:: EXTRACT PROVIDED ::
——

Jaber has declared that a “phase down” of fossil fuels is inevitable, but sometimes qualifies that by referring to “unabated” fossil fuels—phrasing widely interpreted as blessing oil and gas that is coupled with carbon capture.
To defenders, the U.A.E. provides a needed resource. “Who is actually producing the carbon and the pollution in the world? It is the consumers of our oil,” said Turki Al-Shehri, managing director at Saudi Arabia’s National Maritime Academy.
The U.A.E. may be preparing to pump more urgently now because it knows that demand could fall, said Ben Cahill, an expert on energy security and climate at the Center for Strategic and International Studies. “The U.A.E. has definitely shifted to more of a produce-now mentality,” he said.
The rebound in oil prices after Russia’s invasion of Ukraine and an influx of new residents ignited a building boom in Dubai, which was already awash in gleaming towers and sprawling shopping malls. As many as 500,000 Russians flooded in after the invasion of Ukraine, following an earlier stream of Chinese escaping Beijing’s harsh Covid-19 policies. Dubai home prices are up 19% this year through October, according to CBRE Group.
Projects in the works include a five-story cruise ship that is planned to house a Michelin-starred restaurant and an Armani-branded club, and is set to be docked by the Ain Dubai, a towering Ferris wheel—twice the height of the London Eye—that has been closed for more than a year. In neighboring Ras Al Khaimah, the country’s first casino is being developed by Las Vegas-based Wynn Resorts, part of a $3.9 billion resort on a man-made peninsula.
Climate change is evident in the region, already one of the hottest on earth. Temperatures in the Middle East are rising faster than the global average, and highs above 120 degrees Fahrenheit can endanger the region’s army of migrant workers, who make up most of the U.A.E.’s population of over nine million people. The U.A.E. has rules restricting outdoor labor at the hottest times in summer.
Hosting a conference that brings in thousands of people helps the U.A.E. sell itself as a business and tourist destination of the future.
Part of that pitch is Masdar, which says it has invested in renewable-energy projects around the world with a combined capacity of 20 gigawatts, and wants to hit 100 gigawatts by 2030. One solar project, located outside of Abu Dhabi, will power nearly 200,000 homes.
Jaber wrote an academic study of foreign direct investment in the U.A.E. economy and is among an influential corps of largely Western-educated executives and technocrats assigned to overhaul the country’s institutions. In addition to his corporate titles, he is the U.A.E.’s minister of industry and advanced technology.
Cahill said Jaber shook up Adnoc, which had been a “sleepy, passive company,” dependent on foreign partners. He said, however, that the company should do more to back up green slogans such as “Maximum Energy. Minimum Emissions.”

——

:: STORED DATA ::
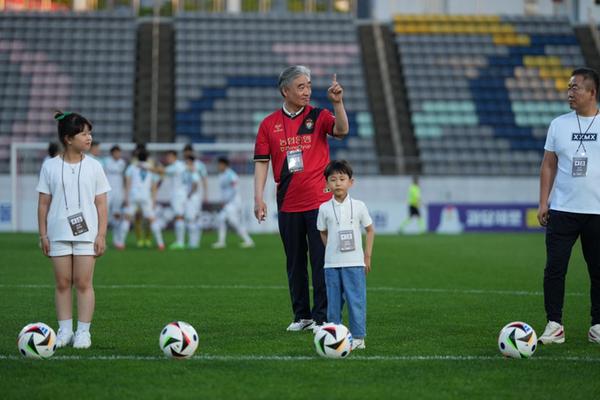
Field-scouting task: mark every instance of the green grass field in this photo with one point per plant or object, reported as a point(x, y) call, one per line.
point(435, 306)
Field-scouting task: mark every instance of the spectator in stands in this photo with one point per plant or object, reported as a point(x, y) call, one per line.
point(294, 139)
point(570, 200)
point(414, 206)
point(72, 219)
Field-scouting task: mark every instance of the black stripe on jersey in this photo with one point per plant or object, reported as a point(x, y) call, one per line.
point(285, 178)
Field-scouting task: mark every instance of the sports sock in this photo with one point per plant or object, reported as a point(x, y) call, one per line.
point(66, 325)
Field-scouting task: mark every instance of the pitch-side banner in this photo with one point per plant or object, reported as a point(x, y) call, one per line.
point(458, 218)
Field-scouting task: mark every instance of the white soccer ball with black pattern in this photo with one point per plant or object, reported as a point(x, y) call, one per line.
point(517, 340)
point(37, 340)
point(333, 341)
point(178, 339)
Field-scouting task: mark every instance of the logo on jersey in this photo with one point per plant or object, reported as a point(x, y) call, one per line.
point(584, 137)
point(309, 124)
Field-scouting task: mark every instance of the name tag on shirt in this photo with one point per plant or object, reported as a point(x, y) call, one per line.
point(295, 162)
point(579, 166)
point(78, 224)
point(346, 240)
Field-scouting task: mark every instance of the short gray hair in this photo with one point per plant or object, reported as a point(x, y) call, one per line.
point(289, 74)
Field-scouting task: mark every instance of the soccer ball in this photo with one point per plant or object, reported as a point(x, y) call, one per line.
point(178, 340)
point(517, 340)
point(333, 341)
point(37, 340)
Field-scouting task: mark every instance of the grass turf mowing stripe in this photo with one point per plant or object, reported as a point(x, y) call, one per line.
point(274, 287)
point(208, 357)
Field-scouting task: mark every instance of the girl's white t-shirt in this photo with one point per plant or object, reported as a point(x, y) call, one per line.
point(351, 216)
point(92, 182)
point(579, 194)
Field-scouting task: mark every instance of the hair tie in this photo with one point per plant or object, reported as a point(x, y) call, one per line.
point(62, 115)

——

:: EXPLORE THE MATERIAL ::
A – Reproduce the stretch of the passage about the U.A.E. from "Hosting a conference" through "nearly 200,000 homes.", word for word.
B – Decide whether each statement below agrees with the passage about the U.A.E. For each one, answer yes or no and quote the words from the passage that settle it.
(i) Dubai home prices have risen 19% this year through October, according to CBRE Group.
(ii) The Ain Dubai Ferris wheel is the same height as the London Eye.
(iii) The U.A.E.'s first casino is being developed in Dubai.

:: ANSWERS FOR THE EXERCISE ::
A –
Hosting a conference that brings in thousands of people helps the U.A.E. sell itself as a business and tourist destination of the future.
Part of that pitch is Masdar, which says it has invested in renewable-energy projects around the world with a combined capacity of 20 gigawatts, and wants to hit 100 gigawatts by 2030. One solar project, located outside of Abu Dhabi, will power nearly 200,000 homes.

B –
(i) Yes: "Dubai home prices are up 19% this year through October, according to CBRE Group."
(ii) No: "a towering Ferris wheel—twice the height of the London Eye"
(iii) No: "In neighboring Ras Al Khaimah, the country’s first casino is being developed by Las Vegas-based Wynn Resorts"